> **WHAT THE EXERCISE ASKS**
Every line below should be repeated exactly as written.

=== Section Start ===

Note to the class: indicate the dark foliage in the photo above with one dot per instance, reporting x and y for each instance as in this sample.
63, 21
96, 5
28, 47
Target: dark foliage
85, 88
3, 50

=== Section End ===

> **RESPONSE**
Note to the class: indicate the dark foliage in the photo above with one dot per instance, reporting x and y for each instance as in this sample.
63, 21
96, 5
28, 47
Target: dark foliage
85, 88
3, 50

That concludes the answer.